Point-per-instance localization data
-*-*-
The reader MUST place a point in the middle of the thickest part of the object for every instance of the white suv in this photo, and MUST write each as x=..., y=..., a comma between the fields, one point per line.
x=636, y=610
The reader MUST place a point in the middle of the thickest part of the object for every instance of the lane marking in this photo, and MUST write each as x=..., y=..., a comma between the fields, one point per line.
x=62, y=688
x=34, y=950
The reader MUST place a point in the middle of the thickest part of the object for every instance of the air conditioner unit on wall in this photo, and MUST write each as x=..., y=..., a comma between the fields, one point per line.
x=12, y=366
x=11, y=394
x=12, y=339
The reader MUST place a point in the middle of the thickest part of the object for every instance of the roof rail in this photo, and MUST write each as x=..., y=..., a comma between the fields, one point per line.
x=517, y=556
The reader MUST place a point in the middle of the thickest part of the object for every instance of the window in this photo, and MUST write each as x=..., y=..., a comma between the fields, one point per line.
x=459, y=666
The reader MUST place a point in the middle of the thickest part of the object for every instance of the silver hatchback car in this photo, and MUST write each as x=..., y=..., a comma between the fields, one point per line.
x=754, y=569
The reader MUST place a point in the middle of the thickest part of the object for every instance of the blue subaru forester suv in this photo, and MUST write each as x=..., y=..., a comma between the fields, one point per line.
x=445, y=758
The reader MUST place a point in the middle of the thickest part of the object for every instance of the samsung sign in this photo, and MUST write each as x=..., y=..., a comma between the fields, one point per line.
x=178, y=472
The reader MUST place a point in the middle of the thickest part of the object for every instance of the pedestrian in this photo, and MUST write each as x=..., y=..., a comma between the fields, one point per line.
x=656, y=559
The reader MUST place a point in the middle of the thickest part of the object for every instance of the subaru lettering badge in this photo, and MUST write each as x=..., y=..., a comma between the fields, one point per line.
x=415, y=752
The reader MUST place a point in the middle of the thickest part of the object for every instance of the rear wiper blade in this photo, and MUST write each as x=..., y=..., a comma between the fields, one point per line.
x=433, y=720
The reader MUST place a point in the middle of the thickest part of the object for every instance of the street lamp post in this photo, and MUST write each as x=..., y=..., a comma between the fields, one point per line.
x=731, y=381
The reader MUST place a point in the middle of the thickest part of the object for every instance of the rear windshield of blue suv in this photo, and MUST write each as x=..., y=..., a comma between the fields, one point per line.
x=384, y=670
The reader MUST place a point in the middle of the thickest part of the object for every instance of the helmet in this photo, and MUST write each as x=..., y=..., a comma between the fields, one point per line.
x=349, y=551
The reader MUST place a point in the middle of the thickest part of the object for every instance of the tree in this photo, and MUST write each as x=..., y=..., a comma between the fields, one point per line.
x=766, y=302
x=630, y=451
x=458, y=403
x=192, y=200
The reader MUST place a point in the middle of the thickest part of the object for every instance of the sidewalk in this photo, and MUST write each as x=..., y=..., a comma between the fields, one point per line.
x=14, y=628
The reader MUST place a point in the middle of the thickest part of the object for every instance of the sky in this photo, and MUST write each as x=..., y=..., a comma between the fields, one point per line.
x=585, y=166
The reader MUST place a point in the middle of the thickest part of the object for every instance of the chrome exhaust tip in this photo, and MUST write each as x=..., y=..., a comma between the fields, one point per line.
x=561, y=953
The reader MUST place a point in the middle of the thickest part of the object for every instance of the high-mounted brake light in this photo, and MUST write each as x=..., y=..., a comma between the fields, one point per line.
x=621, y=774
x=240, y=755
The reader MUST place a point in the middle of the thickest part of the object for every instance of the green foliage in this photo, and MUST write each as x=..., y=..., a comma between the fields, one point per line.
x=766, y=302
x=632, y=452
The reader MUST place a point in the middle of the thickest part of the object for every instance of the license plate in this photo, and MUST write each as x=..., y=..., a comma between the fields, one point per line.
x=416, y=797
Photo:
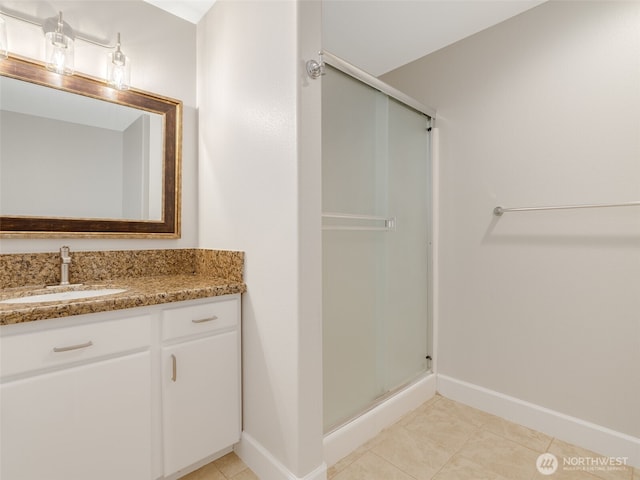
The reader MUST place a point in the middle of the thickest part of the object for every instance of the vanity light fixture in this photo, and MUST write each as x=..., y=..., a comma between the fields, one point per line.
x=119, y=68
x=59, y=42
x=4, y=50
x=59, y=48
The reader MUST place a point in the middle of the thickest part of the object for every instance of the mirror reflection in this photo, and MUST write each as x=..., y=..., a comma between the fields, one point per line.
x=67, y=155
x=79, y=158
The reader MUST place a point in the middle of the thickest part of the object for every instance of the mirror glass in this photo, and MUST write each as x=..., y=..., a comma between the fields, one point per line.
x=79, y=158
-*-*-
Problem:
Give back the entries verbatim. Do not include any picture.

Answer box:
The reader MUST place a point in the middle of the thickest part of the object for every instance of the white suv in this photo, and MUST write each as x=..., y=..., a comma between the fields, one point per line.
x=636, y=610
The reader MUST place a point in the middle of the thickest part of the object for every instance of the lane marking in this photo, and MUST write each as x=..., y=..., a comma between the fields, one point per line.
x=62, y=688
x=34, y=950
The reader MUST place a point in the middle of the thickest part of the object for every instance of the air conditioner unit on wall in this photo, and MUST write each as x=..., y=..., a comma between the fields, one point per line.
x=12, y=366
x=11, y=394
x=12, y=339
The reader MUST place a point in the middle of the thickest part of the object for every instance of the roof rail in this photo, and MUST write each as x=..., y=..., a comma between the fields, one point per line.
x=517, y=556
The reader MUST place a point in the middle of the thickest part of the object for every instance of the window in this photo, and MUST write each as x=..., y=..., a comma between the fields, one point per line.
x=459, y=666
The reader MUST place a point in the middle of the thickest part of the object for every instance of the silver hatchback car in this photo, and MUST write each as x=..., y=..., a comma between the fields, one point per line.
x=754, y=569
The reader MUST place a point in the middle of the thickest part of the object for every instance of the blue subaru forester suv in this photo, and MUST write each as x=..., y=..., a comma between the fields, one point per line.
x=445, y=758
The reader MUST place a point in the middle of the thickest part of the object for every instance of the samsung sign in this photo, and MUST write each as x=..., y=..., a comma between the fields, one point per line.
x=178, y=472
The reader MUST place a point in the middle of the thickest part of the object for every instance of the pedestrian in this photo, and MUST write each as x=..., y=..., a comma between the fields, one point per line.
x=656, y=559
The reader MUST place a point in the middle of the thickest part of the object for every instance of the subaru lettering badge in this photo, and MUST write each as x=..., y=..., a comma between the fields, one point per line.
x=415, y=752
The reader MUST place a point in the middle of the thickest part of the object for every instance of the rear wiper blade in this photo, and MUST write each as x=..., y=..., a comma between the fields, one point per line.
x=433, y=720
The reader MUST place a point in the middle of the thickest part of the object for every instance of the street lamp post in this photo, and MUST write each as x=..., y=..., a comma between the fields, one point per line.
x=731, y=381
The reader MUST place a point in the middle of the thickest part of the object for every instance of the rear windshield of blue suv in this photo, and MUST write each as x=..., y=..., a comma between the fields, one point per line.
x=384, y=670
The reader MUST place a point in the middle of the thickest part of the object for every instance of the helmet in this photo, and MUST write each as x=..., y=..., a comma between the fields, one point per line.
x=349, y=551
The reader MUST place a point in the middle of the thickest part of the object for every instance of the tree in this photo, and MUST write each as x=..., y=..., a comma between the fields, one point per line.
x=766, y=302
x=630, y=451
x=458, y=403
x=192, y=200
The reader MUST place a point in the middle of the thickest part of the object for every instance of the sidewalk in this photo, and MUST write each as x=..., y=..., a comma between the fields, one point per line.
x=14, y=628
The reader MUST place a point in the middle of the thickest part of the object for every instance of the sky in this photo, and MUST write each as x=..., y=..., a comma between the fields, one point per line.
x=585, y=166
The reader MUST place a point in the middle of the thickest part of the object for every instance of the chrome exhaust tip in this photo, and MUST write each as x=..., y=..., a comma between the fields, one point per line.
x=561, y=953
The reader MUST place a point in the middle of the thickest part of the object for every instance of the high-mounted brake light in this photo, and MUST write each as x=..., y=..., a comma between the fields, one point per line.
x=621, y=774
x=240, y=755
The reader MUST place a point in the middle of the thickest part of the object for every instance of the green foliage in this photo, and MUST write each as x=..., y=..., a comma between the fields, one point per line.
x=766, y=302
x=632, y=452
The reader MUST place a point in the middle of the thickest part of the object for every instance of the license plate in this photo, and MUST write each as x=..., y=..., a comma between the fields, one point per line.
x=416, y=797
Photo:
The reader MUST place a point in the middle of the thickest part of the object for every instance of the vanity light fixture in this photo, and MUST write each as x=..., y=..., a comma between the fields, one point per line.
x=119, y=68
x=59, y=42
x=4, y=50
x=59, y=48
The reader MUST place a point in the middle of the thickest part of the object for every instance of the mirror reflection in this photo, and MUST write each as x=..., y=..., a comma between the fields, one point per line.
x=67, y=155
x=79, y=158
The reader MUST place a point in the middle of the thickest part of the object for every instance of the mirror glass in this photo, and MUST write each as x=..., y=..., a comma between the fields, one point per line.
x=79, y=158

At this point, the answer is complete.